**OBJECTIVE**
Retype the full listing below verbatim, line for line, and omit the pictures from your output.

**DATA RECORDS**
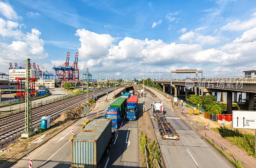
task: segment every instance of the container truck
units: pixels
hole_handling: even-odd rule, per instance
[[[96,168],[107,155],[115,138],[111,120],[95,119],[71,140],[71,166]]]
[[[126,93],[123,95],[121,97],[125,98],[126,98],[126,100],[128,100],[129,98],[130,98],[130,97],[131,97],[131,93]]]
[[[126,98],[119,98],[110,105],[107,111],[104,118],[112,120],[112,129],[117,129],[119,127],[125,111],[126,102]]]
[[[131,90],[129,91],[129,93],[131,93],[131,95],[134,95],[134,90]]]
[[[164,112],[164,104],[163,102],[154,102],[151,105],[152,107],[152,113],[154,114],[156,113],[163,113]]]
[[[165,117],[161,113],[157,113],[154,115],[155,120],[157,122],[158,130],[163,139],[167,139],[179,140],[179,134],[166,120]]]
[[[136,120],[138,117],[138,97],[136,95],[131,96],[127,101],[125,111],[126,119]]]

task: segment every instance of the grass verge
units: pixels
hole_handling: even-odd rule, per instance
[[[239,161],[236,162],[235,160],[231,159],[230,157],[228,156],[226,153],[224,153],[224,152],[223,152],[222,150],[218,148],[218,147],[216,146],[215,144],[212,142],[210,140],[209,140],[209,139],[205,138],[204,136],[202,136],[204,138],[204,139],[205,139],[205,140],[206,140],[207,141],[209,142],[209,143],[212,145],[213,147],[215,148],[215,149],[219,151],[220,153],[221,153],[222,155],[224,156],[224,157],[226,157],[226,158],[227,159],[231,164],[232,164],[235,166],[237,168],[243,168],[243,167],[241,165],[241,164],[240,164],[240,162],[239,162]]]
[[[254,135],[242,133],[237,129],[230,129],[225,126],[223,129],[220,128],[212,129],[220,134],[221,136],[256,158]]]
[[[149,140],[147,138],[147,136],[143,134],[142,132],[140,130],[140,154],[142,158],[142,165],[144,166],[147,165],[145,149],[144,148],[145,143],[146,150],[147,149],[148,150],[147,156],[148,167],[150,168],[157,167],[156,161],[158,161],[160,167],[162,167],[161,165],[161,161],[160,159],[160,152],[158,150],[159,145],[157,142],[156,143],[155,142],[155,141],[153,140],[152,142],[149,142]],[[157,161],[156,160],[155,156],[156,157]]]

**RESULT OF THE TASK**
task: segment every instance of the container truck
units: pixels
hole_handling: even-odd rule, per instance
[[[96,168],[107,155],[115,138],[111,120],[95,119],[71,140],[71,166]]]
[[[126,93],[123,95],[121,97],[125,98],[126,98],[126,100],[128,100],[129,98],[130,98],[130,97],[131,97],[131,93]]]
[[[126,98],[119,98],[110,105],[107,111],[104,118],[112,120],[112,129],[117,129],[119,127],[125,111],[126,102]]]
[[[131,90],[129,91],[129,93],[131,93],[131,95],[134,95],[134,90]]]
[[[164,112],[164,104],[163,102],[154,102],[151,105],[152,107],[152,113],[154,114],[156,113],[163,113]]]
[[[165,117],[161,113],[157,113],[154,115],[155,120],[157,122],[158,130],[163,139],[167,139],[179,140],[179,134],[166,120]]]
[[[136,120],[138,117],[138,97],[136,95],[131,96],[127,101],[125,111],[126,119]]]

task: segment every instance of the grass verge
units: pixels
hole_handling: even-odd rule, per instance
[[[239,161],[236,162],[235,160],[231,159],[230,157],[228,156],[226,153],[224,153],[224,152],[223,152],[222,150],[218,148],[218,147],[216,146],[215,144],[212,142],[210,140],[209,140],[209,139],[205,138],[204,136],[202,136],[204,138],[204,139],[205,139],[205,140],[206,140],[207,141],[209,142],[209,143],[212,145],[213,147],[215,148],[215,149],[219,151],[220,153],[221,153],[222,155],[224,156],[224,157],[226,157],[226,158],[227,159],[231,164],[232,164],[235,166],[237,168],[243,168],[243,167],[241,165],[241,164],[240,164],[240,162],[239,162]]]
[[[254,135],[242,133],[237,129],[230,129],[225,126],[223,129],[220,128],[212,129],[220,134],[221,136],[256,158]]]
[[[149,140],[147,138],[147,136],[143,134],[142,132],[140,130],[140,154],[142,158],[142,165],[144,166],[147,165],[145,149],[144,148],[145,143],[146,150],[147,149],[148,150],[147,156],[148,167],[150,168],[157,167],[156,161],[158,161],[160,167],[162,167],[161,165],[161,161],[160,159],[160,152],[158,150],[159,145],[157,142],[156,143],[155,142],[155,141],[153,140],[152,142],[149,142]],[[157,161],[156,160],[155,156],[156,157]]]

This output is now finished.